═════ Extracted material
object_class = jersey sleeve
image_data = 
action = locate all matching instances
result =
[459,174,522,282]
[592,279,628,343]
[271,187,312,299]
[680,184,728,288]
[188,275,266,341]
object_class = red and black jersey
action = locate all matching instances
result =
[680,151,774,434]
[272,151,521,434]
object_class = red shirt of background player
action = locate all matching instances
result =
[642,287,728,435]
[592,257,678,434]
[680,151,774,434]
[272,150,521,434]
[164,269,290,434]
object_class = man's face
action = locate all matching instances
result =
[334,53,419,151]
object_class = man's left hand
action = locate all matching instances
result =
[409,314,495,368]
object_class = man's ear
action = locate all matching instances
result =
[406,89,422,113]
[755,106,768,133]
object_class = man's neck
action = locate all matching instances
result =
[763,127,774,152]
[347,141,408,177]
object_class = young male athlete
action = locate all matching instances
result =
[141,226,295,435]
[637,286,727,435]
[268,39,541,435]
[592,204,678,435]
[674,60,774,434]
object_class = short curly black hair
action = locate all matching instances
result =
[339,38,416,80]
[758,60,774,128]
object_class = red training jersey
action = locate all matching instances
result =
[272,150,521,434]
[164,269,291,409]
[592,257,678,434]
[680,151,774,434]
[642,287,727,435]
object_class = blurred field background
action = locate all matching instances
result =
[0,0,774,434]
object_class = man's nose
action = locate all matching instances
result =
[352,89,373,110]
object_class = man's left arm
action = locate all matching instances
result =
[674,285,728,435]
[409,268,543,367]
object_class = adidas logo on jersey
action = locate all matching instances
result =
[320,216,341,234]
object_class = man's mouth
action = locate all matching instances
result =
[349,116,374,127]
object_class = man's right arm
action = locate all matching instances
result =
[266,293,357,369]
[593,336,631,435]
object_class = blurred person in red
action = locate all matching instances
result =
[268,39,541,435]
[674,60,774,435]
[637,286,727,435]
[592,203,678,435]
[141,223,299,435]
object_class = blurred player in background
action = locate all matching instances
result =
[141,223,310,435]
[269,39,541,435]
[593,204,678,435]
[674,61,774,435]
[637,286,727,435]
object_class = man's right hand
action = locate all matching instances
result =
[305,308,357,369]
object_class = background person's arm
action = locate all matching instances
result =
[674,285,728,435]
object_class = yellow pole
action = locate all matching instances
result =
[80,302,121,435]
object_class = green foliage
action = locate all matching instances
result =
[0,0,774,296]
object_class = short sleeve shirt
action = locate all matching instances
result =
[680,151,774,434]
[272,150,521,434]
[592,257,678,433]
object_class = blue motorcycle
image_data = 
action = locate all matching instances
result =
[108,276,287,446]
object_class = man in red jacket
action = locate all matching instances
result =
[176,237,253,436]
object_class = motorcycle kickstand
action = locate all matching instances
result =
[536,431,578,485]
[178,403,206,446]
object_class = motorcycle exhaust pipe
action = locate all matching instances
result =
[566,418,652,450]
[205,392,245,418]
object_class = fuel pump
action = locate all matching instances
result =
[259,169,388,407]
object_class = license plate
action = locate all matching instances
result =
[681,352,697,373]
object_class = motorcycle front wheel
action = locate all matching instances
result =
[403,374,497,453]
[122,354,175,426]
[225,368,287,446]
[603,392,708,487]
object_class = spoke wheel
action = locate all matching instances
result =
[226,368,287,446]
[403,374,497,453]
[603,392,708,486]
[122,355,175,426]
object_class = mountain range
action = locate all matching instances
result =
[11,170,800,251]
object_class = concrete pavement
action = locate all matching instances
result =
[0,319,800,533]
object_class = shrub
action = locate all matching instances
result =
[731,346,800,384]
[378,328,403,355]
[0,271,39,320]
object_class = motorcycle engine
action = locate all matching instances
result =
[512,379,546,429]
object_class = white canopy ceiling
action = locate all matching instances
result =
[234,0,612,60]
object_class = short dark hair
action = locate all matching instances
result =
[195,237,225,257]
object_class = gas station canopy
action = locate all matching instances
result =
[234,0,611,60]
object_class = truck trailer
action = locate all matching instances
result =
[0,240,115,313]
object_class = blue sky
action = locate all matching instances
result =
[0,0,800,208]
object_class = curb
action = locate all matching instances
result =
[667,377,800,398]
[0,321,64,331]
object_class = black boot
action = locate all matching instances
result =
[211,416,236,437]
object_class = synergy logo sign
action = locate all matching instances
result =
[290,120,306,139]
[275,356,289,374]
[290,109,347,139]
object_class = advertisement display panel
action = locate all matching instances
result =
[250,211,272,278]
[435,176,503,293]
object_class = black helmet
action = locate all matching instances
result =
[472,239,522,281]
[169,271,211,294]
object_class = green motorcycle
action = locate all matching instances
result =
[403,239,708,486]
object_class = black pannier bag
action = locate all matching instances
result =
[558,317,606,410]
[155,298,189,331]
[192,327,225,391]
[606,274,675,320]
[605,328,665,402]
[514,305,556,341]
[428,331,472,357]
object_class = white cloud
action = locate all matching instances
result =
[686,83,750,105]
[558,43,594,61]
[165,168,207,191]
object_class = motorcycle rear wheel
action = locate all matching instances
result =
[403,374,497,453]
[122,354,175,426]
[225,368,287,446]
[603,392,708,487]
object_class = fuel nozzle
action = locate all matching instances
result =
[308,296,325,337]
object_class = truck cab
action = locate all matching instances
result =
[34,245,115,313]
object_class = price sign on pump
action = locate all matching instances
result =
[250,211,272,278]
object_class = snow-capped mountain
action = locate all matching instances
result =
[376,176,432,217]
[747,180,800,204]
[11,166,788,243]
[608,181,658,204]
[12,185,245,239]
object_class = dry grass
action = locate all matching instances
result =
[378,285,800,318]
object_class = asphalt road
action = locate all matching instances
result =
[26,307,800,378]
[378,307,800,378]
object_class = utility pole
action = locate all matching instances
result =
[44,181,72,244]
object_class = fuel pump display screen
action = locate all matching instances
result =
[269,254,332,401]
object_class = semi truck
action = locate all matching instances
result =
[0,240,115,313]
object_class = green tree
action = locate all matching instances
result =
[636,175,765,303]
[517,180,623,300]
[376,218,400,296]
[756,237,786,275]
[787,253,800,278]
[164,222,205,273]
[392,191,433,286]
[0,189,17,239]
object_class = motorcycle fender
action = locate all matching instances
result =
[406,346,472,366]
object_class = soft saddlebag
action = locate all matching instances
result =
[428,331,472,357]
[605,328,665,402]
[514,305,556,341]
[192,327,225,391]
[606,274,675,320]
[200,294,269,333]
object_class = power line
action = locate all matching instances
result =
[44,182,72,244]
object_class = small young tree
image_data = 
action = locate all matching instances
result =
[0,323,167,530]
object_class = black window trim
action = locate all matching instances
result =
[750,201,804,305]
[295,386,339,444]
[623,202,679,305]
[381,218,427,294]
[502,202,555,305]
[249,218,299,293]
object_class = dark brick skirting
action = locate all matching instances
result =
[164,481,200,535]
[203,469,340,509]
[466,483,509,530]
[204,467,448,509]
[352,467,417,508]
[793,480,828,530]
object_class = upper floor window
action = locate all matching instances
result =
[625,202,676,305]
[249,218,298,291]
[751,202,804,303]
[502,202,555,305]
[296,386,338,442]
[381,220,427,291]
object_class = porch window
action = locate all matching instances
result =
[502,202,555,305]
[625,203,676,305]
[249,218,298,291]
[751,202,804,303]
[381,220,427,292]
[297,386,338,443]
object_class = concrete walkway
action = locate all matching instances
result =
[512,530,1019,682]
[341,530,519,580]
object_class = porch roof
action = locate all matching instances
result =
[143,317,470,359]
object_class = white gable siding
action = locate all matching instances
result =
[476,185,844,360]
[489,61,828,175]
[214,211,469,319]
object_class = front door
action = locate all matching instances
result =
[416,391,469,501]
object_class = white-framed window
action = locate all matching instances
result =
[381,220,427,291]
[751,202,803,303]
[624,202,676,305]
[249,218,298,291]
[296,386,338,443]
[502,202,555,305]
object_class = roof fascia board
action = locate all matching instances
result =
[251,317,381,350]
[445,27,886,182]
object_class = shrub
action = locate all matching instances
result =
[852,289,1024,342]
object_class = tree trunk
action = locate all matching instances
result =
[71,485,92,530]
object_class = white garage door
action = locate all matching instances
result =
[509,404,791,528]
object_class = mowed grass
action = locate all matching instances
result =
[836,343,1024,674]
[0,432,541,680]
══════════
### Required work
Beginning at the line that contains "object_class = concrete walkway", retype each line of the listing up to and including the last one, exactly as it stands, and nothing else.

### Output for this task
object_class = concrete walkway
action = locate all matching instances
result =
[512,530,1019,682]
[341,530,519,580]
object_class = porch roof
action = locate all matching instances
result =
[143,317,470,359]
object_class = white gable siding
action = locate all matching instances
result =
[476,185,844,360]
[489,61,828,175]
[214,211,469,319]
object_class = front door
action = locate all matching instances
result =
[416,391,469,501]
object_class = white-framed window
action = locate all matching instances
result =
[381,220,427,291]
[751,202,803,303]
[624,202,676,305]
[249,218,298,291]
[296,386,338,443]
[502,202,555,305]
object_class = roof fascia board
action = locate all matching instances
result =
[251,317,381,350]
[445,27,886,182]
object_class = shrub
action = locate all matching instances
result =
[852,289,1024,342]
object_class = tree trunk
action = locate all matching instances
result =
[71,485,92,530]
object_class = white garage door
action = locate all matching instances
result =
[509,404,791,528]
object_class = mowed grass
action = locate all matching instances
result =
[836,343,1024,674]
[0,432,541,680]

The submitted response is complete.